• **EXERCISE GOAL**:
Copy everything in the Hindi pulp fiction article from "In a conversation" down to "Hindi pulp novels.", swapping "Meerut" for "Kanpur".

Haseen Dillruba’s Dinesh Pandit: An Ode to Hindi Pulp Fiction Writers
The pulp characters of Ved Prakash, Surendra Mohan, Gulshan Nanda, achieved virality without the Internet or memes.
A question troubling everyone after watching Taapsee Pannu, Vikrant Massey-starrer Haseen Dillruba is — who is Dinesh Pandit? The answer to this lies back in time when Hindi pulp fiction was at its peak.
Vardi Wala Gunda, Pyaar Ka Mohra, Phas Hi Gayi Kaatil Biwi, Solva Sawan, Grahini Ka Pratishodh — these pulp fiction thrillers quietly made their way from the bus stands and railways stations to underneath the pillows of a generation of readers. If not these, the timeless Manohar Kahaniyaan and Saras Salil were sure to find a place. For a society sans the internet, these pulpy pages remained a dedicated asset for its rituals of amusement and 'pleasure', without the VPN.
In a conversation with The Quint, the film's writer Kanika Dhillon revealed that Dinesh Pandit is a homage to all the pulp fiction authors she grew up reading. These writers had huge readerships, and their stories a loyal and dedicated fanbase. So much so that these books were enough to ignite wrestles and contests between friends as to who will get to read the book first. Indeed, the true test of friendship. It’s almost impossible for the Gen-Z to believe that before the ‘Netflix and chill’, there was the hushed ‘under the pillow-talk’.
Ved Prakash Sharma
The belt of heartland Hindi pulp fiction is incomplete without the glorious Ved Prakash Sharma. Legend has it that, when several hailed editors and writers were turning to the management and literary intelligence to reach small pockets of readers, this small-town writer from Meerut ruled hearts with his Hindi pulp novels.
The first edition of Vardi Wala Gunda alone sold 15 Lakh copies. The later editions were so popular that they lost count. He never used explicit sexual content to sell his books, and was admired by young men and women alike. Bollywood has drawn inspiration from his novels multiple times. In 1985, Shashilal Nair adapted his novel Bahu Maange Insaaf for screen —Bahu Ki Aawaz. A decade later, in 1995, Sabse Bada Khiladi, and then in 1999, International Khiladi were made, both of which were adaptations of his novel Lallu.
Surendra Mohan Pathak
Having written over 300 novels, Surendra Mohan Pathak is often regarded as the ‘Grand Master’ of Hindi pulp fiction. His books were loved so much that there’d be waiting lists outside the bookstores.
His writing career commenced in 1960 with his full-time job in Delhi in the Indian telecom industry, when he translated Ian Fleming’s James Bond to Hindi. His first short story, 57 Saal Purana Aadmi, was published in one of the most popular magazines at the time — Manohar Kahaniyaan. His first novel, Puraane Gunah, Naye Gunehgaar, was published in the widely-read Neelam Jasoos in 1963.

• **INFORMATION GIVEN**:
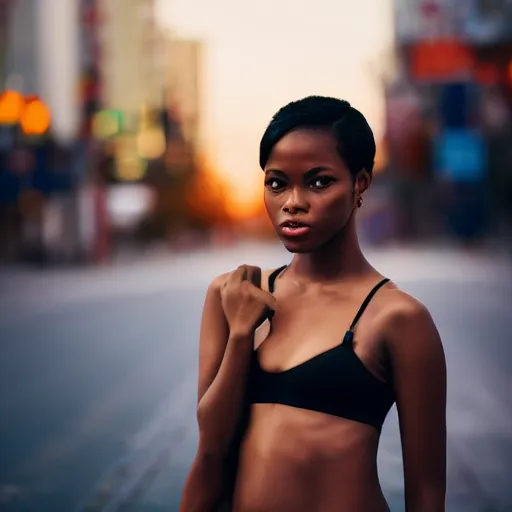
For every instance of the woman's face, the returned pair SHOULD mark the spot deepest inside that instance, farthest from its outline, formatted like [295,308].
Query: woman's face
---
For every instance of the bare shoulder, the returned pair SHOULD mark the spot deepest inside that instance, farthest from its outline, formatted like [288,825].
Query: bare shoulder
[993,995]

• **EXERCISE ANSWER**:
In a conversation with The Quint, the film's writer Kanika Dhillon revealed that Dinesh Pandit is a homage to all the pulp fiction authors she grew up reading. These writers had huge readerships, and their stories a loyal and dedicated fanbase. So much so that these books were enough to ignite wrestles and contests between friends as to who will get to read the book first. Indeed, the true test of friendship. It’s almost impossible for the Gen-Z to believe that before the ‘Netflix and chill’, there was the hushed ‘under the pillow-talk’.
Ved Prakash Sharma
The belt of heartland Hindi pulp fiction is incomplete without the glorious Ved Prakash Sharma. Legend has it that, when several hailed editors and writers were turning to the management and literary intelligence to reach small pockets of readers, this small-town writer from Kanpur ruled hearts with his Hindi pulp novels.